Region pointing data =
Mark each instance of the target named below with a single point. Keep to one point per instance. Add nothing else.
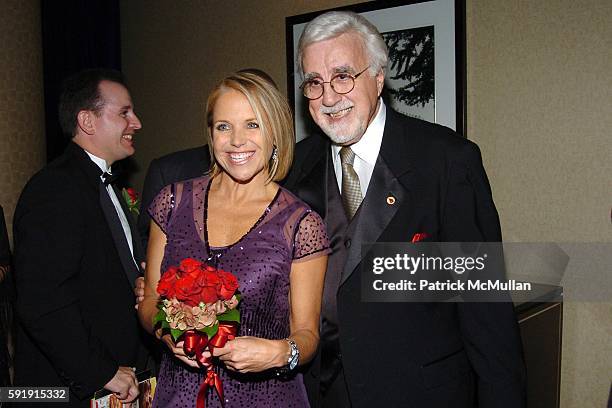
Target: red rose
(132, 193)
(209, 284)
(208, 294)
(191, 266)
(165, 287)
(187, 290)
(229, 284)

Problem to solve =
Each record should be written out again exactly, though without its pictures.

Exercise solution =
Mark each instance of the target named below with a single point. Keep to one point per instance. Add nothing else.
Target: red rose
(132, 193)
(209, 284)
(208, 294)
(191, 266)
(165, 287)
(187, 290)
(229, 284)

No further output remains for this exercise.